Arrange the data below as a Markdown table with a Line column holding each row's number and a Text column holding the line itself, leaving out any blank lines.

▶

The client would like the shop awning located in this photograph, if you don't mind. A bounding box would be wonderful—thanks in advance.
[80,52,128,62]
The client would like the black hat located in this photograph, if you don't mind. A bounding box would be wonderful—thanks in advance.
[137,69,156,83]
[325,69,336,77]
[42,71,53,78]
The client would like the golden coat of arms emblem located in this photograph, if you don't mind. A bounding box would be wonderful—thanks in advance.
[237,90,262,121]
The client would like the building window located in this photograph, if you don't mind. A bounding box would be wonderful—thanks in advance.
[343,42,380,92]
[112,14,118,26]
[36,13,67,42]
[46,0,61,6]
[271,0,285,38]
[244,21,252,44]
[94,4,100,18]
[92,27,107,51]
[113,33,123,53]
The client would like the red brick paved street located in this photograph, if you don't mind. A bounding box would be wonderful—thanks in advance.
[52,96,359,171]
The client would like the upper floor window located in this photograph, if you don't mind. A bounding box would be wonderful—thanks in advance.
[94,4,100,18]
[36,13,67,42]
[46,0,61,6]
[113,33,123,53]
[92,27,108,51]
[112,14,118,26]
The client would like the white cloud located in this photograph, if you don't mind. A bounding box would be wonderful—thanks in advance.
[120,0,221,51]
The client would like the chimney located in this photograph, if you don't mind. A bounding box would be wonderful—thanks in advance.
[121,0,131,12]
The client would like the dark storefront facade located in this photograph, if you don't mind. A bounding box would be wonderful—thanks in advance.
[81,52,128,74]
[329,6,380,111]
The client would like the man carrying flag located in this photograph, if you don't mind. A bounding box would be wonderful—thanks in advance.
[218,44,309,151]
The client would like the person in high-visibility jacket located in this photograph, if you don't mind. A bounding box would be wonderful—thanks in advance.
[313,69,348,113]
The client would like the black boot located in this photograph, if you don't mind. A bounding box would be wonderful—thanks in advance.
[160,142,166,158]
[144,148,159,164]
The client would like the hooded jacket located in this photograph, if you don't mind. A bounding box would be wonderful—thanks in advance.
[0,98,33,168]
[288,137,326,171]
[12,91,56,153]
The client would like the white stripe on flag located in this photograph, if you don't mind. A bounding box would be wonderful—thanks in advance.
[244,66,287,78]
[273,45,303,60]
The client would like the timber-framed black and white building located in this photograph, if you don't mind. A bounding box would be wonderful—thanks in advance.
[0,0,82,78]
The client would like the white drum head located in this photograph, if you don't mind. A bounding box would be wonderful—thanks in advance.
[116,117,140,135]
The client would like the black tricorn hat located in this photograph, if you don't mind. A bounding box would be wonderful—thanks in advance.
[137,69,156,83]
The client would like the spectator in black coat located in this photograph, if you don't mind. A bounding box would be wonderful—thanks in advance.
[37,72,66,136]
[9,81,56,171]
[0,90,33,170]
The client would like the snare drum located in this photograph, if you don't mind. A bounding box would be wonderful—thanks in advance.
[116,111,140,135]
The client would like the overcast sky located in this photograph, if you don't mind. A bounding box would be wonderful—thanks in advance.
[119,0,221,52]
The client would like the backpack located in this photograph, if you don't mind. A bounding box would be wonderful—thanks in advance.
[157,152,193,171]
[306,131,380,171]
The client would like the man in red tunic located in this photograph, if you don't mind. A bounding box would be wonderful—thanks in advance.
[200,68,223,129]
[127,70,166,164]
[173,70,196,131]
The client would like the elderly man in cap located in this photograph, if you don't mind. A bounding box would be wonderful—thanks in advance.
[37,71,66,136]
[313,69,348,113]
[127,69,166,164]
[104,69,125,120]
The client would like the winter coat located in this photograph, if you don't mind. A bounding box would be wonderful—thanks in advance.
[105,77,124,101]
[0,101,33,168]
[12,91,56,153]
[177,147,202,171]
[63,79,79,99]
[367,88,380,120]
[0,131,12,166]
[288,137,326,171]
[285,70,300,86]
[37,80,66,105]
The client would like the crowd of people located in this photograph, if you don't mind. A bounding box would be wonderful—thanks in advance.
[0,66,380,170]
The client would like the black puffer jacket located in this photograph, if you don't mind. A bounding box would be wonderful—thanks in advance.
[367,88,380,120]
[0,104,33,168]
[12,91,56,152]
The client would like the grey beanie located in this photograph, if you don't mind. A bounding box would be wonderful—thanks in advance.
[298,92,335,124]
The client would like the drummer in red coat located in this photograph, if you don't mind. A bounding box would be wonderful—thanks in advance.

◀

_ANSWER TO THE PROBLEM_
| Line | Text |
|---|---|
| 1 | The client would like the shop awning located in this photograph, if you don't mind. A bounding box would be wonderful—thanks in advance. |
| 2 | [80,52,128,62] |
| 3 | The client would like the black hat located in this photograph, if you don't mind. A bounding box would be wonderful—thanks in advance. |
| 4 | [137,69,156,83] |
| 5 | [325,69,336,77] |
| 6 | [42,71,53,78] |
| 7 | The client would like the golden coat of arms emblem located in this photograph, if you don't mind. A bounding box would be wonderful—thanks in advance. |
| 8 | [237,90,262,121] |
| 9 | The client would like the building window located in this photograph, if you don't mind. A bounding box would be wonderful—thanks in advance. |
| 10 | [343,42,380,92] |
| 11 | [112,14,118,26] |
| 12 | [36,13,67,42] |
| 13 | [46,0,61,6] |
| 14 | [271,0,285,38] |
| 15 | [244,21,252,44] |
| 16 | [94,4,100,18] |
| 17 | [92,27,107,51] |
| 18 | [113,33,123,53] |
| 19 | The client would like the red brick paved street located in this photograph, if you don't mind. A bounding box would be wonderful—thanks in advance. |
| 20 | [52,96,359,171] |
| 21 | The client would like the upper floor window located in this photograph, if you don't mind. A bounding box would be wonderful—thanks in advance. |
| 22 | [94,4,100,18] |
| 23 | [36,13,67,42] |
| 24 | [46,0,61,6] |
| 25 | [113,33,123,53] |
| 26 | [92,27,108,51] |
| 27 | [112,14,118,26] |
| 28 | The client would like the white cloud located in this photograph, if you don't mind. A bounding box would be wonderful—thanks in advance. |
| 29 | [120,0,221,51] |
| 30 | The client would like the chimney located in this photograph, if you don't mind. A bounding box would be wonderful—thanks in advance. |
| 31 | [121,0,131,12] |
| 32 | The client would like the dark storefront facade located in this photograph, if you don't mind. A bounding box would be wonderful—thanks in advance. |
| 33 | [81,52,128,74] |
| 34 | [329,6,380,111] |
| 35 | The client would like the man carrying flag located in this photograph, if you don't mind. A bounding box would be wonderful—thanks in advance. |
| 36 | [218,44,309,151] |
| 37 | The client would like the person in high-visibility jacket located in this photograph, if you don't mind. A bounding box would be wonderful—thanks in advance. |
| 38 | [313,69,348,113] |
| 39 | The client would like the black boot located in this photograph, if you don't mind. A bounding box would be wonderful—thanks in advance. |
| 40 | [160,142,166,158] |
| 41 | [144,148,159,164] |
| 42 | The client would like the hooded jacket located in this photograph, if you don't mind. A bounding box would be wonderful—thanks in advance. |
| 43 | [0,98,33,168] |
| 44 | [288,137,326,171] |
| 45 | [12,91,56,153] |
| 46 | The client would like the white stripe on flag located in this photograph, if you don't mind. A bounding box would be wonderful—thanks in advance. |
| 47 | [244,66,287,78] |
| 48 | [273,45,303,60] |
| 49 | The client would like the timber-framed black and white building located in this photograph, if you don't mind. A bounding box would be wonderful—thanks in advance. |
| 50 | [0,0,82,78] |
| 51 | The client would like the white drum head located in this photograph, if you don't mind. A bounding box would be wonderful—thanks in advance. |
| 52 | [116,117,140,135] |
| 53 | The client would like the black tricorn hat located in this photograph, if you don't mind. A bounding box would be wonderful—thanks in advance. |
| 54 | [137,69,156,83] |
| 55 | The client would like the spectator in black coat located in this photograph, if you don't mind. A bounding box would be wonderful—thanks in advance. |
| 56 | [37,72,66,136] |
| 57 | [9,81,56,171] |
| 58 | [0,90,33,170] |
| 59 | The client would like the snare drum located in this photograph, if you don't mind. A bounding box would be wonderful—thanks in advance. |
| 60 | [116,111,140,135] |
| 61 | The client would like the overcast sky located in this photograph, if you don't mind. A bounding box would be wonderful—thanks in advance. |
| 62 | [119,0,221,52] |
| 63 | The client would like the backpack located in this photograph, if you don't mind. A bounding box would be wonderful—thanks in advance. |
| 64 | [157,152,193,171] |
| 65 | [306,131,380,171] |
| 66 | The client would like the man in red tunic located in this photograph, if you don't mind. A bounding box would be wonderful—thanks in advance. |
| 67 | [200,68,223,129] |
| 68 | [127,70,166,164] |
| 69 | [173,70,196,131] |
| 70 | The client would like the elderly man in cap located in this photograph, if you don't mind. A bounding box would be wonderful—thanks in advance. |
| 71 | [37,71,66,136] |
| 72 | [313,69,348,113] |
| 73 | [127,69,166,164] |
| 74 | [104,69,125,120] |
| 75 | The client would like the winter coat located in this photograph, if you don't mind. A bounding box would be wonderful—thanks in advance. |
| 76 | [105,77,124,101] |
| 77 | [0,101,33,168] |
| 78 | [12,91,56,153] |
| 79 | [177,147,202,171] |
| 80 | [63,79,79,99] |
| 81 | [367,88,380,120] |
| 82 | [0,131,12,166] |
| 83 | [288,137,326,171] |
| 84 | [285,70,300,86] |
| 85 | [37,80,66,105] |
| 86 | The client would like the crowd of people located in this photograph, if you don't mind. A bounding box would be wonderful—thanks in advance. |
| 87 | [0,66,380,170] |
| 88 | The client would like the black puffer jacket located in this photograph, if you don't mind. A bounding box would be wonderful—thanks in advance. |
| 89 | [367,88,380,120] |
| 90 | [0,104,33,168] |
| 91 | [12,91,56,152] |
| 92 | The client would like the grey beanie located in this photograph, if you don't mind. A bounding box would be wonderful—thanks in advance. |
| 93 | [298,92,335,124] |
| 94 | The client would like the drummer in red coat located in this photograph, if you don't mind. A bounding box would be wonderful—thanks in advance. |